◆ **PROVIDED PASSAGE**:
Segment Open
William was wanting to get out of coal mines and got a job working for a painter in Linton named Cisco Alexander, who did sign work and painted cars.  John came down to see him one Sunday and William showed him some of the cars that he had been working on. John told him that if he was that talented that William needed to be in business for himself.  William stated that would be nice but he had no way to get a building to start a business.  John said that William could use his building in Jasonville to start his business (the old Velvet Bottling Co.)  It had an apartment up above where William and his family could live.  So William went into the automobile painting business which failed, because of a larger business of the same kind located in Jasonville.  After that, William went into electric business with John in 1921.

John L. Griffiths died March 26, 1925, from complications after a gall bladder surgery in Union Hospital at Terre Haute.  I believe the cause of death was pneumonia.

One morning, in the late 1950's, I went to open our family business, as was my morning custom. This morning an old man was standing outside, and as I approached, he asked me if I was related to John Griffiths. I told him I had a brother by that name and it had also been my grandfather's name.

He asked me if I had known my grandfather, and I told him no, my grandfather died twelve years before I was born, so I never knew him. He said, "then let me tell you about your grandfather".

The old man, whose name I have long since forgotten, told me that he had to go to work in the coal mines while he was still a child.  He described it as about the most miserable existance one could possibly imagine. He said one day my grandfather came to the mine where he worked and spoke to the men.  He said that my grandfather gave the most eloquent speech he had ever heard, before or since. In that speech my grandfather told of how he was put into a Welsh coal mine at a very young age, of how he ran away and made his way to America, and of how he had to overcome not only his lack of proper schooling, but also his Welsh accent, to be able to become a public speaker.

The old man said he was so inspired by grandfather's speech, that he quit the mine and enrolled himself in school.  In time, with much study and hard work, the old man said he also became a public speaker.  He said he had spent the rest of his life traveling all over the country giving lectures, and was always in great demand wherever he went.
Segment Closed
◆ **DATA FOR ANALYSIS**:
Segment Open
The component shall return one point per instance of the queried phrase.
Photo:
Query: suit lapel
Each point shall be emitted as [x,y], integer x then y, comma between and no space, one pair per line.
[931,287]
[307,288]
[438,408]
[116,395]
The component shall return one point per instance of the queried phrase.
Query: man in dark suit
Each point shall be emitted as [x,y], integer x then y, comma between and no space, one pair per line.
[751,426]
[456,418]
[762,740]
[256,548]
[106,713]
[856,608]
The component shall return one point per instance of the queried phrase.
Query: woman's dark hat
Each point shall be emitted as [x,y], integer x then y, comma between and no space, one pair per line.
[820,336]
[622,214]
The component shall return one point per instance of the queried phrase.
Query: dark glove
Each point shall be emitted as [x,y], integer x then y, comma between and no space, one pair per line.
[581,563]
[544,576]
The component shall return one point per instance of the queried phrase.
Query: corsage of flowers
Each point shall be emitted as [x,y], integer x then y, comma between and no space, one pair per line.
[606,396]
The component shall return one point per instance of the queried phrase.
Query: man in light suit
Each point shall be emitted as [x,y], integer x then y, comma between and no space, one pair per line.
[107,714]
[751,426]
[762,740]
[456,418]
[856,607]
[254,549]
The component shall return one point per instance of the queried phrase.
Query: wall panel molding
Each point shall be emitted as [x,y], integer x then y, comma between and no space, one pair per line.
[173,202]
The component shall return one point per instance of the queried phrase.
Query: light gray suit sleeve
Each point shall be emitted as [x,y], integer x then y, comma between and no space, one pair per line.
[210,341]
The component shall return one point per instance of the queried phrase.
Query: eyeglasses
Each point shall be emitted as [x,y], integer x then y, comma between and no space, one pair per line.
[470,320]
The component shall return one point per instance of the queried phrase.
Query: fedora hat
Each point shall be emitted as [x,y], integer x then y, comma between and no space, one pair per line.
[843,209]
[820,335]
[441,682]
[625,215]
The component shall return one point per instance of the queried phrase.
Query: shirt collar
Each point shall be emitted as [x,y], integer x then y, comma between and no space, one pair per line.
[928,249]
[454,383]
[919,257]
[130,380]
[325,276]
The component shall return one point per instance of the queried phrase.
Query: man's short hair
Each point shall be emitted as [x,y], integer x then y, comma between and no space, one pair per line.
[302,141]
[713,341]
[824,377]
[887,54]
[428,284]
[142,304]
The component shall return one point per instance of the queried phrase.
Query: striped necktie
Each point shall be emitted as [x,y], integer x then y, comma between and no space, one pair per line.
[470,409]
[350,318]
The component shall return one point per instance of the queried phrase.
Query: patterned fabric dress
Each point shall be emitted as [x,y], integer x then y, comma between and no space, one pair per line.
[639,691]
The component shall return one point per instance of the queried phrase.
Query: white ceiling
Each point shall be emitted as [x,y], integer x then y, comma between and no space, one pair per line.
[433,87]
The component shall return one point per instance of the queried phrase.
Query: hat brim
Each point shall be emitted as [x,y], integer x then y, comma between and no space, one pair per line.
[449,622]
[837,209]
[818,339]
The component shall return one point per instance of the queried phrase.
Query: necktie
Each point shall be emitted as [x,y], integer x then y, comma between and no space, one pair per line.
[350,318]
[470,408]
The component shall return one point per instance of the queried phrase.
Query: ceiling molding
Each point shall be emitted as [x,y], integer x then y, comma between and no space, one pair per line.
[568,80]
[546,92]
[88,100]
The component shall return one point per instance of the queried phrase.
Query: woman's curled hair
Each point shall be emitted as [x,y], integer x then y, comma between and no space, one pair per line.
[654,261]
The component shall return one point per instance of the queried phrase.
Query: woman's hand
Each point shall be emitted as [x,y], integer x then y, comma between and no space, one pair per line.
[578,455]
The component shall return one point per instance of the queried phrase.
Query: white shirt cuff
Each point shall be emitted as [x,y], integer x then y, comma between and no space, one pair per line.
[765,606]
Segment Closed
◆ **WORK TASK 1**:
Please translate this sentence from the Griffiths family passage into Spanish: "John L. Griffiths died March 26, 1925, from complications after a gall bladder surgery in Union Hospital at Terre Haute."
◆ **WORK TASK 2**:
Repeat the section of the Griffiths family passage starting at "John L. Griffiths" and ending at "my grandfather's name.".
◆ **WORK TASK 3**:
Carry the Griffiths family passage forward from its final sentence.

◆ **TASK RESULT 1**:
John L. Griffiths murió el 26 de marzo de 1925, por complicaciones tras una cirugía de vesícula biliar en el Union Hospital de Terre Haute.

◆ **TASK RESULT 2**:
John L. Griffiths died March 26, 1925, from complications after a gall bladder surgery in Union Hospital at Terre Haute.  I believe the cause of death was pneumonia.

One morning, in the late 1950's, I went to open our family business, as was my morning custom. This morning an old man was standing outside, and as I approached, he asked me if I was related to John Griffiths. I told him I had a brother by that name and it had also been my grandfather's name.

◆ **TASK RESULT 3**:
He said that if my grandfather hadn't came to the mine that day, and spoke
to the miners, that the miserable little child, that he was then, would probably been killed in a mining accident before the year was out.  He went on to say that he wanted John L. Griffiths' family to know of the great effect one speech, he had made, had on this man's life.

I have never forgotten the story the old man told me of my grandfather, nor have I forgotten how eloquently he told it.
John Griffiths  and William Griffith  outside of their electric business which was located between where the Jasonville post office and Wally's Station is now. It was William that dropped the "s" from the end of our last name.  Max was born in this building.
The music you hear is:

"Llwyn On" (The Ashgrove)

(A Welsh Folk Song)

There are many different lyrics to this song.
I felt this one was the most appropriate

by Talhaiarn (John Jones 1810-1870)

Shine, blessed sun, on the home of my boyhood,
Bright be thy rays on the ancient "Ash Grove";
Dear to my heart is the home of my parents,
Home of my infancy, home of my love;
Far, far away I have sailed o'er the ocean,
Still guided by fate on the wings of unrest;
Oh! that I had the swift wings of the swallow,
To fly to my home, to return to my nest.

Here in the night when I'm sleeping and dreaming,
Far, far away in the Land of the West;
Innocent friends of my childhood surround me,
Visions of happiness lull me to rest:
Ah! when I wake with a start in the morning,
Bedewed are my cheeks as I silently mourn;
Longing for home and my youthful companions,
How hopeless the wish! I shall never return.